The expected result is a verbatim repetition of the lines from the start of the entries through the line containing "Could you please point out the old", with the pictures removed.

◇ ◇ ◇ ◇ ◇ ◇ ◇

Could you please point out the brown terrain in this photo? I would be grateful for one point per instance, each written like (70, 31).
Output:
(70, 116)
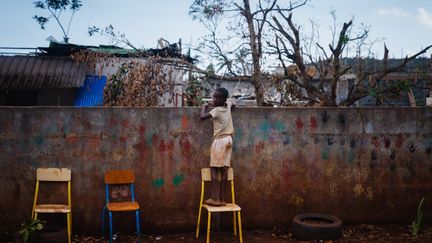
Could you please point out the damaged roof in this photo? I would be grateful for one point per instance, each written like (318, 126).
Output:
(27, 73)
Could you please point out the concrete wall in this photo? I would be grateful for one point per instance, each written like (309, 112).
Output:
(369, 165)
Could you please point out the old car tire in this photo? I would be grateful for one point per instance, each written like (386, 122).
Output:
(312, 226)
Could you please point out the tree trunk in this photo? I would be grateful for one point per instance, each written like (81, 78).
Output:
(256, 55)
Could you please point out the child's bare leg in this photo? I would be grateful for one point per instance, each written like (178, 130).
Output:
(224, 179)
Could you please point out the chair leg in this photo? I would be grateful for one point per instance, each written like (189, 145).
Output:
(137, 223)
(235, 224)
(198, 222)
(103, 222)
(69, 227)
(240, 229)
(110, 224)
(208, 226)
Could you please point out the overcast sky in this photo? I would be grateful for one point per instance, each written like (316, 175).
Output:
(405, 25)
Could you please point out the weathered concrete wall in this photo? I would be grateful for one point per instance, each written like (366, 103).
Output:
(368, 165)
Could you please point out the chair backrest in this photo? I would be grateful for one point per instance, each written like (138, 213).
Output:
(53, 174)
(206, 174)
(119, 177)
(116, 177)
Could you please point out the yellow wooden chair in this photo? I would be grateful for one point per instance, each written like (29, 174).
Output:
(229, 207)
(54, 175)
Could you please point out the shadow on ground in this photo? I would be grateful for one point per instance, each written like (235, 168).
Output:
(358, 233)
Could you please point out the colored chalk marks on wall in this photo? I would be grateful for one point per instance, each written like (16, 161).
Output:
(177, 180)
(158, 182)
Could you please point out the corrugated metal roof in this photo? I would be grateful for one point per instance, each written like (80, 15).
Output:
(36, 72)
(91, 93)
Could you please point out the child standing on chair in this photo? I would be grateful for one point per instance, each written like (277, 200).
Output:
(221, 147)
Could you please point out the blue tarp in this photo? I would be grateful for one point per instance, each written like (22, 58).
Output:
(91, 93)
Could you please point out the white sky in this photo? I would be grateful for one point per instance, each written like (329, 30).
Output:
(405, 25)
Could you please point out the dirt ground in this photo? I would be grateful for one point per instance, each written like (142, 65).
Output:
(359, 233)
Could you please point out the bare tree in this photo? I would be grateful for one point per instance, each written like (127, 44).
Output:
(55, 9)
(329, 64)
(247, 24)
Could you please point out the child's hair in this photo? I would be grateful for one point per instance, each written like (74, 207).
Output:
(223, 92)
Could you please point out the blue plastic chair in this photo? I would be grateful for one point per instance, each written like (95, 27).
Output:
(119, 177)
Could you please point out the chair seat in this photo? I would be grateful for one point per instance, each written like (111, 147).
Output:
(52, 208)
(229, 207)
(123, 206)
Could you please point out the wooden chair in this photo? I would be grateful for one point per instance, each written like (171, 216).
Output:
(118, 177)
(54, 175)
(229, 207)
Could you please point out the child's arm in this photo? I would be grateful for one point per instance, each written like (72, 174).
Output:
(204, 114)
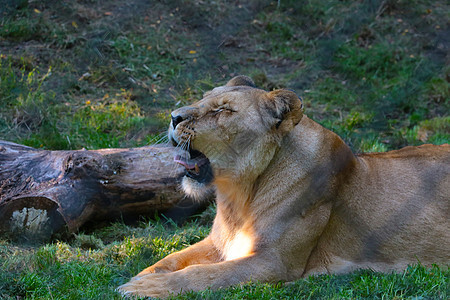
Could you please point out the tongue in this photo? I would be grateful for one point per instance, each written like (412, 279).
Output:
(190, 164)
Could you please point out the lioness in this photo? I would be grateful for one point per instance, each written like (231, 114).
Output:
(292, 198)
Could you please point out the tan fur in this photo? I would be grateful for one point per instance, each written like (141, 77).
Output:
(293, 200)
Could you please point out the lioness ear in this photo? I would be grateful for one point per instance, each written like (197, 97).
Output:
(241, 80)
(286, 107)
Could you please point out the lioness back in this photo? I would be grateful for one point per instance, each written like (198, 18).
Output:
(394, 211)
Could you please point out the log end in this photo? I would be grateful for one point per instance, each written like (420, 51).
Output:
(31, 220)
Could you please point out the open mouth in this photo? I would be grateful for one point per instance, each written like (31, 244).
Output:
(197, 166)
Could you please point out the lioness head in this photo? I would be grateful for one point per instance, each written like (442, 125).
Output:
(232, 133)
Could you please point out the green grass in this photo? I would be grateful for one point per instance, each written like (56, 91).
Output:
(91, 266)
(98, 74)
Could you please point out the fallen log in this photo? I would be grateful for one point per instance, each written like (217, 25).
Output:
(45, 193)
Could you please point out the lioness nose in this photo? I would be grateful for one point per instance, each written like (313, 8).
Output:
(176, 120)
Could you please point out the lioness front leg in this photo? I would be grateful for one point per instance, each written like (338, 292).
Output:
(202, 252)
(200, 277)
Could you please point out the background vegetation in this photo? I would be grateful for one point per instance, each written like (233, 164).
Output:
(96, 74)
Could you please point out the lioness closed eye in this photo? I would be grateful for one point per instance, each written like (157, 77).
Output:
(292, 198)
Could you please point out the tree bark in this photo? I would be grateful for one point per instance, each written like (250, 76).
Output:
(47, 193)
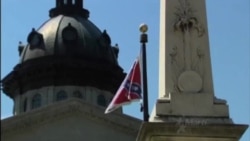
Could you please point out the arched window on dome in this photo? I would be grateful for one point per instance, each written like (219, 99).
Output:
(61, 95)
(77, 94)
(36, 101)
(101, 100)
(65, 2)
(25, 105)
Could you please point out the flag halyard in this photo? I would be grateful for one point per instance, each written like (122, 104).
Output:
(129, 91)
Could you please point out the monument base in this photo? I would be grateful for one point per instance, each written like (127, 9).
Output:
(159, 131)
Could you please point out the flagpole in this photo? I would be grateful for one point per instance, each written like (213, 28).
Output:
(144, 40)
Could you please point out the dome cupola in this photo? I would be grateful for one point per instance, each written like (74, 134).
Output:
(66, 50)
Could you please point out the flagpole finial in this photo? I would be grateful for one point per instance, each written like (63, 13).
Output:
(143, 28)
(144, 37)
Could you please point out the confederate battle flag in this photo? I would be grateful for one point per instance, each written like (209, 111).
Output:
(130, 89)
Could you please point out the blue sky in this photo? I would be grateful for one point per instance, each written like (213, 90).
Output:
(229, 36)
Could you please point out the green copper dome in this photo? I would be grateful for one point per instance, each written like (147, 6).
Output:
(69, 33)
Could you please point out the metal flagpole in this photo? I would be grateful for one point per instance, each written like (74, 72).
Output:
(144, 40)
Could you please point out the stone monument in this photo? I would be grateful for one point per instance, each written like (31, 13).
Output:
(187, 109)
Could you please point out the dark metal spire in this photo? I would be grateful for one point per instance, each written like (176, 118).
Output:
(69, 7)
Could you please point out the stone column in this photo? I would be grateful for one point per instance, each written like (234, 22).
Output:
(185, 74)
(186, 109)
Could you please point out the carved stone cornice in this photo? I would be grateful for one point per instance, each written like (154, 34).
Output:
(69, 108)
(168, 130)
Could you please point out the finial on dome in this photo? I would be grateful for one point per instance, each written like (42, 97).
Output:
(69, 7)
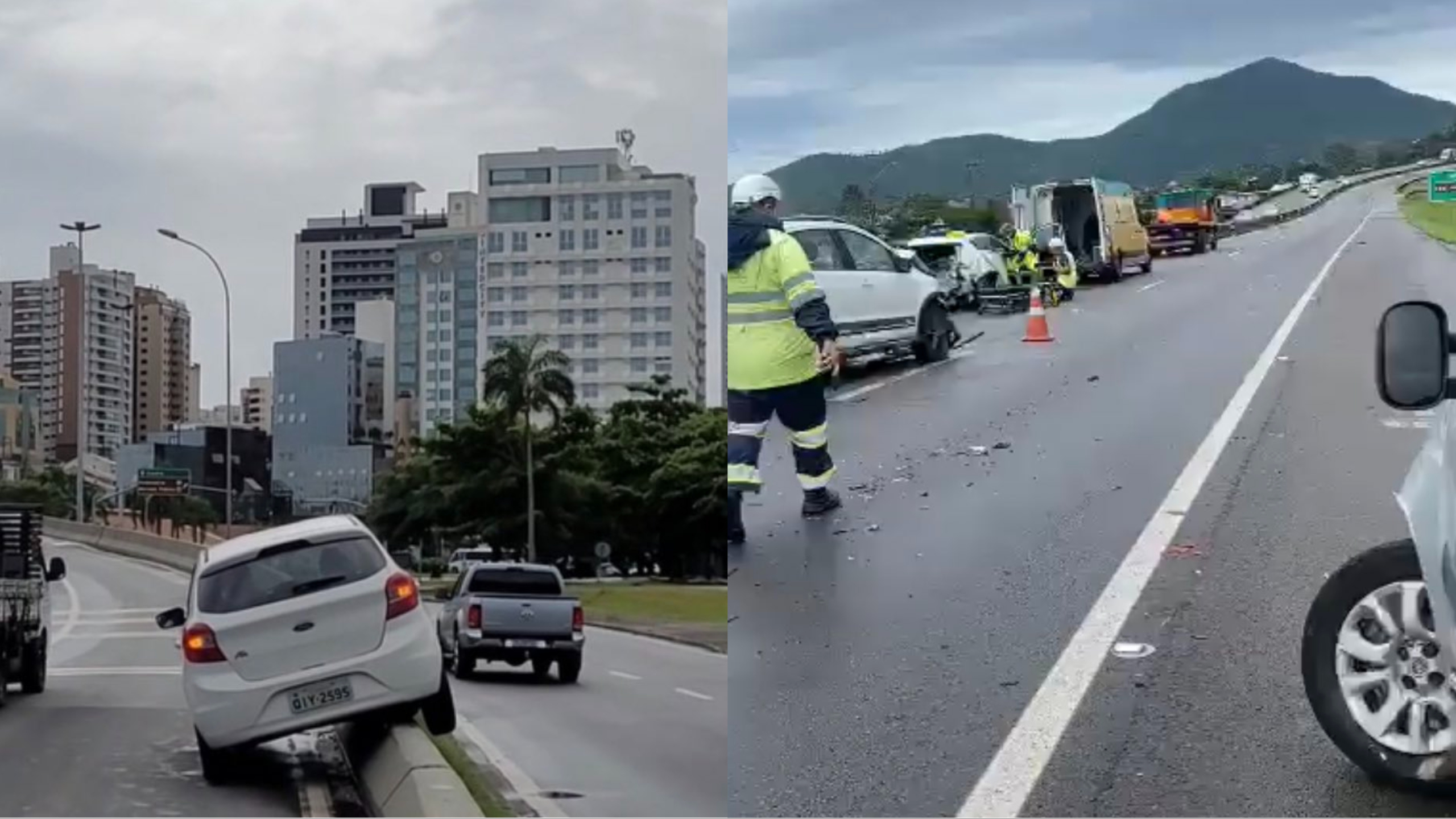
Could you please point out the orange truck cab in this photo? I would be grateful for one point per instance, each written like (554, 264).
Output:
(1186, 221)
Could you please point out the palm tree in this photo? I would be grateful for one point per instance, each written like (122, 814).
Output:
(524, 379)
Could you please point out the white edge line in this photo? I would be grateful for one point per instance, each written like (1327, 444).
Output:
(526, 787)
(1007, 783)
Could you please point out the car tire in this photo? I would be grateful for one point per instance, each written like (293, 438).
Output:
(439, 710)
(32, 667)
(1365, 573)
(934, 340)
(217, 763)
(568, 668)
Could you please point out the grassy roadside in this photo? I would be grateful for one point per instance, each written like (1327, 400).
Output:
(475, 780)
(1434, 219)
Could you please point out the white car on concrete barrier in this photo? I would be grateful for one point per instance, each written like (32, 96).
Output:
(300, 627)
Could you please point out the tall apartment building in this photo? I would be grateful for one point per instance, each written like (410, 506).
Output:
(601, 257)
(342, 260)
(164, 362)
(257, 403)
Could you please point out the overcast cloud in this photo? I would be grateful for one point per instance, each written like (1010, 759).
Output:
(235, 120)
(864, 75)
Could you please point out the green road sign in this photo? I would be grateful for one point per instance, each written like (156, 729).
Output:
(168, 481)
(1443, 187)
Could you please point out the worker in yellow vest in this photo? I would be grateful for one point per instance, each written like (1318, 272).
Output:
(781, 340)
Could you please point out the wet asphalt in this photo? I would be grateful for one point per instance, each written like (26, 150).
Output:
(880, 657)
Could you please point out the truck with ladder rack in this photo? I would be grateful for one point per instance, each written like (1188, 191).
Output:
(25, 598)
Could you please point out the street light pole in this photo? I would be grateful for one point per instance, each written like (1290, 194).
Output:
(81, 229)
(228, 377)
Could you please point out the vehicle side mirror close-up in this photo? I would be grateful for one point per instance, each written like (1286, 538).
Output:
(1413, 356)
(172, 618)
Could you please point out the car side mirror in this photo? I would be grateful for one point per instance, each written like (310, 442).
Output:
(1413, 356)
(171, 618)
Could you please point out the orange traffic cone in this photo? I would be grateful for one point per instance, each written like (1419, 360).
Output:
(1037, 328)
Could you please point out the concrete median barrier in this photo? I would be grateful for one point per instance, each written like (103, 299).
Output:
(404, 774)
(142, 545)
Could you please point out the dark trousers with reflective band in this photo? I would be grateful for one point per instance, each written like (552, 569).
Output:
(803, 410)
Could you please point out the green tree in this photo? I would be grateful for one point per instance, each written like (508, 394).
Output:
(526, 379)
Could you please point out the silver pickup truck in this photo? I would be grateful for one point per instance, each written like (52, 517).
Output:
(511, 613)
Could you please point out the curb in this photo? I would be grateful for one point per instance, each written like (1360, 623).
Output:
(657, 636)
(401, 773)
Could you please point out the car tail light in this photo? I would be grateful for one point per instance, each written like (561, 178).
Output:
(401, 594)
(200, 644)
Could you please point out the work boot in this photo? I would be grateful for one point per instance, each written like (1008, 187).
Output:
(819, 502)
(736, 532)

◇ ◇ ◇ ◇ ◇ ◇ ◇

▶ **Reply**:
Could you please point out the brown terrain in this photo? I would be grateful for one point per instance, each written like (70, 31).
Output:
(70, 116)
Could you please point out the damaged roof in this photo? I would be grateful for one point per instance, each written like (318, 126).
Output:
(27, 73)
Could you please point out the concrete wall in this photo? I would be grateful for one point per instance, each written like (309, 112).
Output:
(369, 165)
Could you please point out the old car tire in this photo? I would be grateful for one point per instance, each written like (386, 122).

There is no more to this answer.